Dataset extract>
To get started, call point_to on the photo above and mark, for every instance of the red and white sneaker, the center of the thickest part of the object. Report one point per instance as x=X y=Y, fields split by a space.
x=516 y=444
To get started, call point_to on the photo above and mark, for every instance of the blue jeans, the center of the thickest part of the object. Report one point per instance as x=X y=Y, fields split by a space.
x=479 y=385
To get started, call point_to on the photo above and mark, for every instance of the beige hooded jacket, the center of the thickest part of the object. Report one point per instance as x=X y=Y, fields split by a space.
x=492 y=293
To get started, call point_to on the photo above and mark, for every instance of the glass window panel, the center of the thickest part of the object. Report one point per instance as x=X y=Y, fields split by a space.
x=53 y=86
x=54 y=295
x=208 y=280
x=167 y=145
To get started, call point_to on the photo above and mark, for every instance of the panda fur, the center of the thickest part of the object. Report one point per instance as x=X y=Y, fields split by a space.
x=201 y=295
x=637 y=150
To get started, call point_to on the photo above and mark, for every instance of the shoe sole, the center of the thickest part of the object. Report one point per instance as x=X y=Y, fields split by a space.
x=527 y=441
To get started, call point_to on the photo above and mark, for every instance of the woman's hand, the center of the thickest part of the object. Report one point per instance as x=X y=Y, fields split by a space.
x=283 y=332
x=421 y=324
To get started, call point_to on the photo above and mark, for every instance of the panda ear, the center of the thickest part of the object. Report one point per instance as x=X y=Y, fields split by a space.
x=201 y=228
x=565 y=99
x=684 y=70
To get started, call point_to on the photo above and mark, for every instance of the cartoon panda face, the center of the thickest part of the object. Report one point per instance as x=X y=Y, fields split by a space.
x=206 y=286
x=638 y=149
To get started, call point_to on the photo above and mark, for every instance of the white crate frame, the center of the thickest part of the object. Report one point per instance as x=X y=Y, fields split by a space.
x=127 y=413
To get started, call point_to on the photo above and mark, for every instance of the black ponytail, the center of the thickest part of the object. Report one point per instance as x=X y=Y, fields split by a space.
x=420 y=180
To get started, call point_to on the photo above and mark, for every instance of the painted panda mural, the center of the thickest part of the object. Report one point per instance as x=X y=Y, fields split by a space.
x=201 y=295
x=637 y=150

Description of the task> Output everything from the start of the records down to the line containing "x=479 y=385" as a two-column CSV with the columns text and reply. Use one row per record with its reply, put each value in a single quoted field, and replace line breaks with spaces.

Solution to this exercise>
text,reply
"To get started, call point_to on the photo above and mark, for every instance of the red and white sneaker, the center of the thickest part of the object. Report one point per instance as x=X y=Y, fields split by a space.","x=516 y=444"
"To get started, call point_to on the photo above and mark, for every instance of the blue jeans, the center of the thickest part of the object. Report one point per instance as x=X y=Y, fields split by a space.","x=479 y=385"